However, she added the town was proud of the factory, which is owned by Japanese company Futamura.
“It’s the glue that holds us all together,” she said. “If we ever lost it, it would devastate us.”
Futamura did not respond to the BBC’s request for a comment.
While some odours linger like – well, a bad smell – other whiffs disappear in a jiff.
Such was the case for the people of Derby during the long, hot summer of 2018 when a mystery “sick” stench was reported in the city.
The smell was described by residents as “like sick”, “like sewage” and “like poo” and one shop said it was “running dangerously low on air freshener”.
“It smells just like liquid manure,” Tom Clarke, from Chellaston, told the Derby Telegraph.
“It was just nasty,” recalls Mycah Gatt, who lives in the city.
“It smelled like pure sewage. It was so intense it made us feel dizzy. It was like shoving your head down a toilet. We stayed inside as much as possible.”
Derby Council and Severn Trent both said they did not know what caused the pong.
Derby councillor Martin Repton speculated the stench stemmed from fertiliser from a farm in the Kedleston area.
“We are a small city, quite low-lying, and, unlike other cities, we are surrounded by farms,” he said. “I can remember smells like that as a boy at muck-spreading time but not quite as bad.

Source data
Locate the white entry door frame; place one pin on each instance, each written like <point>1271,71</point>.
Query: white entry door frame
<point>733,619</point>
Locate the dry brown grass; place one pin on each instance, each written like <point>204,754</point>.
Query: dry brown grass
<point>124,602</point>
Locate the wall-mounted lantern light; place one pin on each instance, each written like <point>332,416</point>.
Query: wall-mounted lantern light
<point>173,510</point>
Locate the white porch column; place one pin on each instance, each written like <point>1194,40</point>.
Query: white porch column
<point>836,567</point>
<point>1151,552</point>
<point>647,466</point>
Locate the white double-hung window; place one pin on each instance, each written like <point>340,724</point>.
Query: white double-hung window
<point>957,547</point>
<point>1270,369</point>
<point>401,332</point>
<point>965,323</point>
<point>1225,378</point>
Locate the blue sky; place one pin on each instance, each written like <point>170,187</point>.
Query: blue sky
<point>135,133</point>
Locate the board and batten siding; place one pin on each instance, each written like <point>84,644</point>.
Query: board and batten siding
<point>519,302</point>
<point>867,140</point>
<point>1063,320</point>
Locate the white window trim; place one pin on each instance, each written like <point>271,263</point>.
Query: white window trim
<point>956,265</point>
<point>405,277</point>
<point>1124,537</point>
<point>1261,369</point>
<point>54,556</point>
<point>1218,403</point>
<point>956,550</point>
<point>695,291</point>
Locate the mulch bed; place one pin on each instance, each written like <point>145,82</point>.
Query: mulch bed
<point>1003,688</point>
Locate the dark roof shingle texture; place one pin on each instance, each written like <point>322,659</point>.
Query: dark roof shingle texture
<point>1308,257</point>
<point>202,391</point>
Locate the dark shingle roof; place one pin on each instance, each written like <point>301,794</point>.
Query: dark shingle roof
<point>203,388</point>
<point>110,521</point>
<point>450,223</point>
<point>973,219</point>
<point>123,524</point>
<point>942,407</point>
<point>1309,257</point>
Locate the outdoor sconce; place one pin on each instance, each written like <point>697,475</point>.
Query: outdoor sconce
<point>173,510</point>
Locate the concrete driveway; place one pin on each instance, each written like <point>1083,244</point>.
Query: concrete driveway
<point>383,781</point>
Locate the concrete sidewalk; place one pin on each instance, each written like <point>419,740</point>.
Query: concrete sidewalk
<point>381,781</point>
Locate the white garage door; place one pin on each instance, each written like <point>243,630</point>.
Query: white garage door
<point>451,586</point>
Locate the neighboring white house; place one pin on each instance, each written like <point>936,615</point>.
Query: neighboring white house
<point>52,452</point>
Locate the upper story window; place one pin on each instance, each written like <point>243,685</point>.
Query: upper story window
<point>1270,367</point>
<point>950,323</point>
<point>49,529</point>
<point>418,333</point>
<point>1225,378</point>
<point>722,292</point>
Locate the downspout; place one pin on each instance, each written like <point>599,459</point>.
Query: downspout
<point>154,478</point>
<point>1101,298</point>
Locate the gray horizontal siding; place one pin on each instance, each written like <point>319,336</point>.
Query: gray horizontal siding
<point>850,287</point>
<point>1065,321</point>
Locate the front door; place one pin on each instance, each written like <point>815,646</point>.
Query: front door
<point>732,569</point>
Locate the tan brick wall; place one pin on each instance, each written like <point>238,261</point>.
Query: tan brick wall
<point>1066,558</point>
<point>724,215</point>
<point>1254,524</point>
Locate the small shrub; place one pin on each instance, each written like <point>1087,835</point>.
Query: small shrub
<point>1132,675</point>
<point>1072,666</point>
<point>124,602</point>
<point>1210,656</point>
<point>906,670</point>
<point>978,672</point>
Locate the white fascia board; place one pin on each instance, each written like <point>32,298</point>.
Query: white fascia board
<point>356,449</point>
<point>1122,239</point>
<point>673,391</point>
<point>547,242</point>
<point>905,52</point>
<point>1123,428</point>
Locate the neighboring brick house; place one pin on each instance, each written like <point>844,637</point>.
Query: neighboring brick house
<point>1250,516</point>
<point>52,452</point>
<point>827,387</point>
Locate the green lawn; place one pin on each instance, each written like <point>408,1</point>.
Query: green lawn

▸ Set of tasks:
**a)** In the excerpt about the Derby smell, what did one shop say it was running dangerously low on?
**b)** In the source data rows, switch "concrete" to "cement" from the line with "Locate the concrete driveway;" up to and including the line with "<point>978,672</point>". Return only those lines, with everything else left unchanged.

▸ Outputs for the tasks:
**a)** Air freshener.

**b)**
Locate the cement driveway; place one pin on each instance, each written like <point>1083,244</point>.
Query: cement driveway
<point>383,781</point>
Locate the cement sidewalk; place one pin on each instance, each written like <point>419,740</point>.
Query: cement sidewalk
<point>381,781</point>
Locate the white garage door; place one pin on each instance, each written like <point>243,630</point>.
Query: white garage door
<point>451,586</point>
Locate the neighboring white house; place one pin on each instance, each written like <point>936,615</point>.
Query: neighboring white house
<point>52,452</point>
Locate the upper story window; place one pin on each instance, each written like <point>243,685</point>.
Query: upper story window
<point>1270,367</point>
<point>950,323</point>
<point>49,529</point>
<point>418,333</point>
<point>1225,378</point>
<point>722,292</point>
Locate the downspout; place one pin on each instance, each written like <point>599,459</point>.
Query: downspout
<point>154,478</point>
<point>1101,298</point>
Locate the gray horizontal siding; place one pin on each instance, each written like <point>319,336</point>.
Query: gray horizontal siding
<point>850,287</point>
<point>1065,321</point>
Locate the front door; place one pin on each instance, each written like <point>815,646</point>.
Query: front door
<point>732,569</point>
Locate the tan brick wall; place one pin on each instance, each written like <point>238,261</point>.
Query: tan brick wall
<point>1066,558</point>
<point>724,215</point>
<point>1254,524</point>
Locate the small shrub; place one pin on each instance, each written like <point>1087,835</point>.
Query: small shrub
<point>1132,675</point>
<point>1072,666</point>
<point>124,602</point>
<point>1210,656</point>
<point>906,670</point>
<point>978,672</point>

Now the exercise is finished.